» **DATA ENTRIES**:

• • • •

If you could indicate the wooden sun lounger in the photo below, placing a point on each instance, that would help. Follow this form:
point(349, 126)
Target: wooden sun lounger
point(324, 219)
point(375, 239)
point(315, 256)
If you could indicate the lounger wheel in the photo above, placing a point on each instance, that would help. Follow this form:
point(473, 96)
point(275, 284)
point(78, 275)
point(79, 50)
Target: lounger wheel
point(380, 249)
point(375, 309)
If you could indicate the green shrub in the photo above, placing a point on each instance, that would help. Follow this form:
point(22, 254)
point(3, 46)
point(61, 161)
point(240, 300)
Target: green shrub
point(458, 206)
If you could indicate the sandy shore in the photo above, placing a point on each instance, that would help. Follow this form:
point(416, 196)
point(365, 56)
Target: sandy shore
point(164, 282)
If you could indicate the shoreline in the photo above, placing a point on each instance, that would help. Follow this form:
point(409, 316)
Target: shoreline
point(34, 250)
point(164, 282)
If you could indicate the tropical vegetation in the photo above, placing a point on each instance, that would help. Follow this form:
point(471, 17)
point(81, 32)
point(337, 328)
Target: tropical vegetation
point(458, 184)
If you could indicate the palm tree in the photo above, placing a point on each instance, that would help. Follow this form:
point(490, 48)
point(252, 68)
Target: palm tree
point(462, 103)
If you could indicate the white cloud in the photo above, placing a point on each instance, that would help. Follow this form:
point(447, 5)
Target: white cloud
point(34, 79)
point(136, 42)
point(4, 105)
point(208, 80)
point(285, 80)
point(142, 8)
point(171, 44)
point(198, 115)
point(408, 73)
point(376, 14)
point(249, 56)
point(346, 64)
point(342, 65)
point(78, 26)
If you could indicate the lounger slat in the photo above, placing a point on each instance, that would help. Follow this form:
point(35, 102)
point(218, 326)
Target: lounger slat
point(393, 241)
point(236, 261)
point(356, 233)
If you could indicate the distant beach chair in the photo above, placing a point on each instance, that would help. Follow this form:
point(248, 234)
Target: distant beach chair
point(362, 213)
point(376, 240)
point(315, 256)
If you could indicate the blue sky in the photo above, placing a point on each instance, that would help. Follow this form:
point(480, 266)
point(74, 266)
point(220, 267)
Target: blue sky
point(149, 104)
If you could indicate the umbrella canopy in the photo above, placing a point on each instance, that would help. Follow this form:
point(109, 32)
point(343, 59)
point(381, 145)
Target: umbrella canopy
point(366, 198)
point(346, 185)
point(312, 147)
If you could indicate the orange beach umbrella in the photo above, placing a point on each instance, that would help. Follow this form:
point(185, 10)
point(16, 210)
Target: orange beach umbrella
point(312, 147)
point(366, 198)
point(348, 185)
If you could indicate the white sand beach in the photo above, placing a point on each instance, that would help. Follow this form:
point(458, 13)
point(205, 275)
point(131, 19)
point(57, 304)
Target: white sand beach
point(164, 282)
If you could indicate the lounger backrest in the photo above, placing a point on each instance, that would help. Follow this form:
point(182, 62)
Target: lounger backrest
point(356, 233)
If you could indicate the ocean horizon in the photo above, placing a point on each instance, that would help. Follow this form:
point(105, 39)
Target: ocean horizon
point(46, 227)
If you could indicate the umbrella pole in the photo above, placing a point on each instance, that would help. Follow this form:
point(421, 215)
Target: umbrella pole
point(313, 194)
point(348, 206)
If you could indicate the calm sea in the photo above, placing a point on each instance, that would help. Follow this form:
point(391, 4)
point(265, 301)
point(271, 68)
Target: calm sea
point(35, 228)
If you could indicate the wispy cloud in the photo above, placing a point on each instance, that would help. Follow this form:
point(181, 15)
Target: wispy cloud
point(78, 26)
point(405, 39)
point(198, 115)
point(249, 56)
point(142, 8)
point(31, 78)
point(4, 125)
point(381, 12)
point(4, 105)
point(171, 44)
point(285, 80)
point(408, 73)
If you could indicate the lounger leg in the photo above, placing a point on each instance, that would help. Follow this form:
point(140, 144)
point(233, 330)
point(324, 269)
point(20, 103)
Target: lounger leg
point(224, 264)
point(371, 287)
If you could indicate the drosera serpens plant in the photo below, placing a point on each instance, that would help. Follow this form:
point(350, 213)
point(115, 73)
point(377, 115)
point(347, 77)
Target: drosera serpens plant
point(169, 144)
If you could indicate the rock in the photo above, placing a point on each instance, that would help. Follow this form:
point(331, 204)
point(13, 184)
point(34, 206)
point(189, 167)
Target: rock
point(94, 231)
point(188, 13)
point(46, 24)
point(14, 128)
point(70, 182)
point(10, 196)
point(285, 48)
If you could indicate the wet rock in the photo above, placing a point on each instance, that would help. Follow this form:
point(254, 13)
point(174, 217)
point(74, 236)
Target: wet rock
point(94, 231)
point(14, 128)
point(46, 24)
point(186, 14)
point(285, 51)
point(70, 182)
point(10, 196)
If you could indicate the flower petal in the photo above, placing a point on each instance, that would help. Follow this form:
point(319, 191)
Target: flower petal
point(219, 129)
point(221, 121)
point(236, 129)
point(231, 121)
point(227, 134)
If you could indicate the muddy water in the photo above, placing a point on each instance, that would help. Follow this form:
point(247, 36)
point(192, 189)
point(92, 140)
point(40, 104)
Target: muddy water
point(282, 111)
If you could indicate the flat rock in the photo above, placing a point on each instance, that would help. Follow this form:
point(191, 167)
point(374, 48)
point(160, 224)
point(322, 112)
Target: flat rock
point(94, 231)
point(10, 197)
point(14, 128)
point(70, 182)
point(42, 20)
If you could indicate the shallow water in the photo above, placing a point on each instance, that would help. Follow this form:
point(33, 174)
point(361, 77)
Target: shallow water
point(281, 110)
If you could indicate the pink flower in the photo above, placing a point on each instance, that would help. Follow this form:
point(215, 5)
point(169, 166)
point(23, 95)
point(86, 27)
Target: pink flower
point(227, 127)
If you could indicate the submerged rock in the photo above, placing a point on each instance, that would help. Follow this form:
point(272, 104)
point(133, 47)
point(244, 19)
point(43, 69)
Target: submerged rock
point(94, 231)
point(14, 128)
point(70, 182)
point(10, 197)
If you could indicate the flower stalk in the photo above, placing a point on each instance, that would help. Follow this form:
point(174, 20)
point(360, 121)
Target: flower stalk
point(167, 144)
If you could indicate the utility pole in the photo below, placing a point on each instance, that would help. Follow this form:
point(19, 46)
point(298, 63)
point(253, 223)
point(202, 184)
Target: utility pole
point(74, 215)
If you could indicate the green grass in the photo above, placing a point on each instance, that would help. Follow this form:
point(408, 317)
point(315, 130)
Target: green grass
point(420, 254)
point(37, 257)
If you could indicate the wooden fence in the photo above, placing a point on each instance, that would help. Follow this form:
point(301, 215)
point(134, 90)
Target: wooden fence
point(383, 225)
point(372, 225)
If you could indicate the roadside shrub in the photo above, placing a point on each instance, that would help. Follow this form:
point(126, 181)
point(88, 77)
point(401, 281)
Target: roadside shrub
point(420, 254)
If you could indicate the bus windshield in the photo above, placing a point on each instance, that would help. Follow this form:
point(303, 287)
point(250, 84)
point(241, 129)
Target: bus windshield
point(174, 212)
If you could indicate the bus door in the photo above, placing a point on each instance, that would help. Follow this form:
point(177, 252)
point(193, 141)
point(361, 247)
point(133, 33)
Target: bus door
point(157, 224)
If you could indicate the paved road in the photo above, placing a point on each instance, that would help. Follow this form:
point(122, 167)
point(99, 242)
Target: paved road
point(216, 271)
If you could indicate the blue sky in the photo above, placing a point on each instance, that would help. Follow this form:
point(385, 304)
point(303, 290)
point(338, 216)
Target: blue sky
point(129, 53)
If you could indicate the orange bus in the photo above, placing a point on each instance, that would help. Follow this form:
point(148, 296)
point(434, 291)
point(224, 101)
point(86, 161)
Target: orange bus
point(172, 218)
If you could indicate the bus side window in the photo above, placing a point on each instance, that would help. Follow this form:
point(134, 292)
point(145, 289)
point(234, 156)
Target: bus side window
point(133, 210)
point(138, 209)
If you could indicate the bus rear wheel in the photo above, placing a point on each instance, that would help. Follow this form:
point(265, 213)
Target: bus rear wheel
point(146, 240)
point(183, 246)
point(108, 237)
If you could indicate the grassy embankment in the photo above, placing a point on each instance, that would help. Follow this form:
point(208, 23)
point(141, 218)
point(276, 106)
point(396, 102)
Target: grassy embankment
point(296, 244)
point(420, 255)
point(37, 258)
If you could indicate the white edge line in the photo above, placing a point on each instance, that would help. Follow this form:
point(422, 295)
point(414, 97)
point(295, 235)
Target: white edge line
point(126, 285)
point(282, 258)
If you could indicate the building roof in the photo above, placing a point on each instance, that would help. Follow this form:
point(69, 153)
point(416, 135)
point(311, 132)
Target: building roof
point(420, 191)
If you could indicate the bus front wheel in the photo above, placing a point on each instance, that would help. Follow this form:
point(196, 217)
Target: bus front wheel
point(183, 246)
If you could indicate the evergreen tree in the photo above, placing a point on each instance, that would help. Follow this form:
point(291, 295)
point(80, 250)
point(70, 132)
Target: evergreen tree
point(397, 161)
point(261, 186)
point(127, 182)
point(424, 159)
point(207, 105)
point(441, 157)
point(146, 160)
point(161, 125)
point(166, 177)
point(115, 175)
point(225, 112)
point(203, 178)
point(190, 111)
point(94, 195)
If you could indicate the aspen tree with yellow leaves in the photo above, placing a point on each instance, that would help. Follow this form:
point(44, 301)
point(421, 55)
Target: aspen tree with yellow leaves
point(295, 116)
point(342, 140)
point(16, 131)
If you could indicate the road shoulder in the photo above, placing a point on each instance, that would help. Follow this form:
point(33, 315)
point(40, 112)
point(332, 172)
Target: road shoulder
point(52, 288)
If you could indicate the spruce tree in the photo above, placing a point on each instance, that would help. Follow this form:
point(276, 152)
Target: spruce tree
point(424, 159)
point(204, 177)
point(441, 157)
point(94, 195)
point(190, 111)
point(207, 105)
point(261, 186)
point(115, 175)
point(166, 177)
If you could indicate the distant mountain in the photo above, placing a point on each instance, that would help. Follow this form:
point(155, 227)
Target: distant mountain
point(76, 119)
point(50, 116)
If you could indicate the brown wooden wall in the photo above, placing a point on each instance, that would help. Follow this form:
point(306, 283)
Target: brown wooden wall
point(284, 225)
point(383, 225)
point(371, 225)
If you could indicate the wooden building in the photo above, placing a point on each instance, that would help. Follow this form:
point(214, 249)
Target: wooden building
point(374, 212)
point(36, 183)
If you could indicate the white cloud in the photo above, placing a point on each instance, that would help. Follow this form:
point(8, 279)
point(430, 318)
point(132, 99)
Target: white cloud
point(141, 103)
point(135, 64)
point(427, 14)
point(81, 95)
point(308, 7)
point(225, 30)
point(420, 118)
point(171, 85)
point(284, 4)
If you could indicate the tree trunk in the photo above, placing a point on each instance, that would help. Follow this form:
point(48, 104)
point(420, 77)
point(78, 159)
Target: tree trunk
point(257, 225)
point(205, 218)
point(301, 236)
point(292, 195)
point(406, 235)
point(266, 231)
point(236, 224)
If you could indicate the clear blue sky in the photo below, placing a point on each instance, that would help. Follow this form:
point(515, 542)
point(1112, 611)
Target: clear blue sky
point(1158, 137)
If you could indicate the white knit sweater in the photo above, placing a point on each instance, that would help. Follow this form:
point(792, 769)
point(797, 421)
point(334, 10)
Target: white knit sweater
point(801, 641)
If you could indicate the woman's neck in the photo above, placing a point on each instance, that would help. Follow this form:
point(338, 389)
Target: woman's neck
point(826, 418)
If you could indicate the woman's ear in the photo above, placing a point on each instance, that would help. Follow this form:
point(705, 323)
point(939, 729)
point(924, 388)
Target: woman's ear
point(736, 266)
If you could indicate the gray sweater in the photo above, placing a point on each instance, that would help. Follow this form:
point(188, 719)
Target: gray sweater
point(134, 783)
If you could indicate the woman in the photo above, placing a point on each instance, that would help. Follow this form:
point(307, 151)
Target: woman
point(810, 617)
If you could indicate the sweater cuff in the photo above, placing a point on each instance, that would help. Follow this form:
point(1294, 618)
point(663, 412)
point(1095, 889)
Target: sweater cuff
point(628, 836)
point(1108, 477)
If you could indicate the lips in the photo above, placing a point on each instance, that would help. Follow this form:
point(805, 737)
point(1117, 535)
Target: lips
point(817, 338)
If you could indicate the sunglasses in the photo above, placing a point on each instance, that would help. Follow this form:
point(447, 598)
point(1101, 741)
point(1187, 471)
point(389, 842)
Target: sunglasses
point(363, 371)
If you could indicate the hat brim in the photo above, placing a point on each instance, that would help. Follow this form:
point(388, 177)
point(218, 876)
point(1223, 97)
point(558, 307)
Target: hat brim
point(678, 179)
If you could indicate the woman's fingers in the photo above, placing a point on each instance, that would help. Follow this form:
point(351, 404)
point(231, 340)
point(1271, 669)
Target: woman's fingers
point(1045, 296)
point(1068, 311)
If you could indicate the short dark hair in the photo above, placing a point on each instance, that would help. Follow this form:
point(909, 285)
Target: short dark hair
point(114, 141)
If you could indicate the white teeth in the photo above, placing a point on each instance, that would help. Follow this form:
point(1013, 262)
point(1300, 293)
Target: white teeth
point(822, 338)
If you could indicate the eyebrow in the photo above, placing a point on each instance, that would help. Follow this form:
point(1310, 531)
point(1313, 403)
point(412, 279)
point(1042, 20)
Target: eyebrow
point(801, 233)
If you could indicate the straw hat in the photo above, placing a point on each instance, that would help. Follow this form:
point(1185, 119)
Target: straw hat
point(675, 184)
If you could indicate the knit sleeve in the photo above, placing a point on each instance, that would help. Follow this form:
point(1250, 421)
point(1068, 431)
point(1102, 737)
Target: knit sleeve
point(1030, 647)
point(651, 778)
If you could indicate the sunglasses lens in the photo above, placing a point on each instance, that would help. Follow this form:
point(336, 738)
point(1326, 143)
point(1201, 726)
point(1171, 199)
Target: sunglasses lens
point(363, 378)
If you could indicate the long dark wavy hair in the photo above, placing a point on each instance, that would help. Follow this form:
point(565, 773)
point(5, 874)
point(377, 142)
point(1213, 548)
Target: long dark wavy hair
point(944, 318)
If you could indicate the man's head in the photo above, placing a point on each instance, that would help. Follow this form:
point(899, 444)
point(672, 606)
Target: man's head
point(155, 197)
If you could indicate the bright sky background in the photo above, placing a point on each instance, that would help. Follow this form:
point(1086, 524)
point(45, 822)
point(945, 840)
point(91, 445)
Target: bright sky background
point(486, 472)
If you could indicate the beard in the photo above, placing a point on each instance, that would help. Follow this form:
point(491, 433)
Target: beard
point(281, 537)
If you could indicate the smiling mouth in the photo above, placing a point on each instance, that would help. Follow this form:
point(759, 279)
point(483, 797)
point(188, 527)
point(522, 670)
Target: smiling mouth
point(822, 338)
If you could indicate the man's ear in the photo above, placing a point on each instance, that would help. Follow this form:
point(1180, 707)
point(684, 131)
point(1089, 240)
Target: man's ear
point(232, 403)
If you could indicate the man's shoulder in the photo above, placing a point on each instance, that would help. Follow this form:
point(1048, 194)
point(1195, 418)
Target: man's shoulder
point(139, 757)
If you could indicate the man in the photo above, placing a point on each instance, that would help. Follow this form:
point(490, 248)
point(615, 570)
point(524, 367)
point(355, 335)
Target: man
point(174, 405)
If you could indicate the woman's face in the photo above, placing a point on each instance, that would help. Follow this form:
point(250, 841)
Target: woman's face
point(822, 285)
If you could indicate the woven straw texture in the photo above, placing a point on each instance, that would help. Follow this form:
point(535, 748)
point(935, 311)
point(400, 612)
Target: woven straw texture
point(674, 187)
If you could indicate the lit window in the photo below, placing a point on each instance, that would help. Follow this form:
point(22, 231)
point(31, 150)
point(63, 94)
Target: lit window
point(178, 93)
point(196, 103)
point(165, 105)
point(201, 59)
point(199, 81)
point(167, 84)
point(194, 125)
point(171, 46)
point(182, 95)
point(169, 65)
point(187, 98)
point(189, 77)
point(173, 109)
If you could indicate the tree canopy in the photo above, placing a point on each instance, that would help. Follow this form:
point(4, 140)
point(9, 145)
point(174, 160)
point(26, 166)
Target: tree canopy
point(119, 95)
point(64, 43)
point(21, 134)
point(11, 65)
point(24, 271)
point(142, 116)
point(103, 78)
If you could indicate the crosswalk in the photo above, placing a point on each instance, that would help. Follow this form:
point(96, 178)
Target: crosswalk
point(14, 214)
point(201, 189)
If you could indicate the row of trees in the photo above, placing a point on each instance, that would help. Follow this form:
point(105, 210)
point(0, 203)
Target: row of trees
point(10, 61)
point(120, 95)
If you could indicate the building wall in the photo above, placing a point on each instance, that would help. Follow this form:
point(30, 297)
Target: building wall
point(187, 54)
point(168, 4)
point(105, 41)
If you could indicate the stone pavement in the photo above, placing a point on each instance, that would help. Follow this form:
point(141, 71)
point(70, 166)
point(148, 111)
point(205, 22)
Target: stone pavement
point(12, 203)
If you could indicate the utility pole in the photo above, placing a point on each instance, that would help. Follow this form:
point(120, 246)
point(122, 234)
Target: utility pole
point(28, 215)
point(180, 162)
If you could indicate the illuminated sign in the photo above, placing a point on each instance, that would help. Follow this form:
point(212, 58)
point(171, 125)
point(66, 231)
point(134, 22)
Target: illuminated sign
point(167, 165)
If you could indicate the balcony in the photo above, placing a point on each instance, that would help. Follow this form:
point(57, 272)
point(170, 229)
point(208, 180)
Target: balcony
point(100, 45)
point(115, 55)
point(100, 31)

• • • •

Reproduce word for word the lines starting at the one containing "If you could indicate the bus door" and ending at the one containing "point(108, 237)", including both of those lines.

» **EXERCISE OUTPUT**:
If you could indicate the bus door in the photo above, placing a point on each instance, that would help. Follow this form:
point(177, 252)
point(193, 141)
point(361, 247)
point(133, 33)
Target: bus door
point(157, 224)
If you could indicate the paved road in the photo above, placing a point on each instance, that would help. Follow this form:
point(122, 167)
point(99, 242)
Target: paved road
point(216, 271)
If you could indicate the blue sky in the photo above, placing a point on each instance, that would help. Follow this form:
point(385, 304)
point(303, 290)
point(338, 216)
Target: blue sky
point(129, 53)
If you could indicate the orange bus in the photo above, placing a point on each instance, that would help. Follow this form:
point(148, 296)
point(434, 291)
point(224, 101)
point(86, 161)
Target: orange bus
point(172, 218)
If you could indicate the bus side window in the photo above, placing a point on each instance, that would help. Follow this form:
point(134, 292)
point(145, 289)
point(234, 156)
Target: bus side window
point(133, 210)
point(138, 209)
If you could indicate the bus rear wheel in the photo above, placing a point on each instance, that would help. Follow this form:
point(265, 213)
Target: bus rear wheel
point(146, 240)
point(183, 246)
point(108, 237)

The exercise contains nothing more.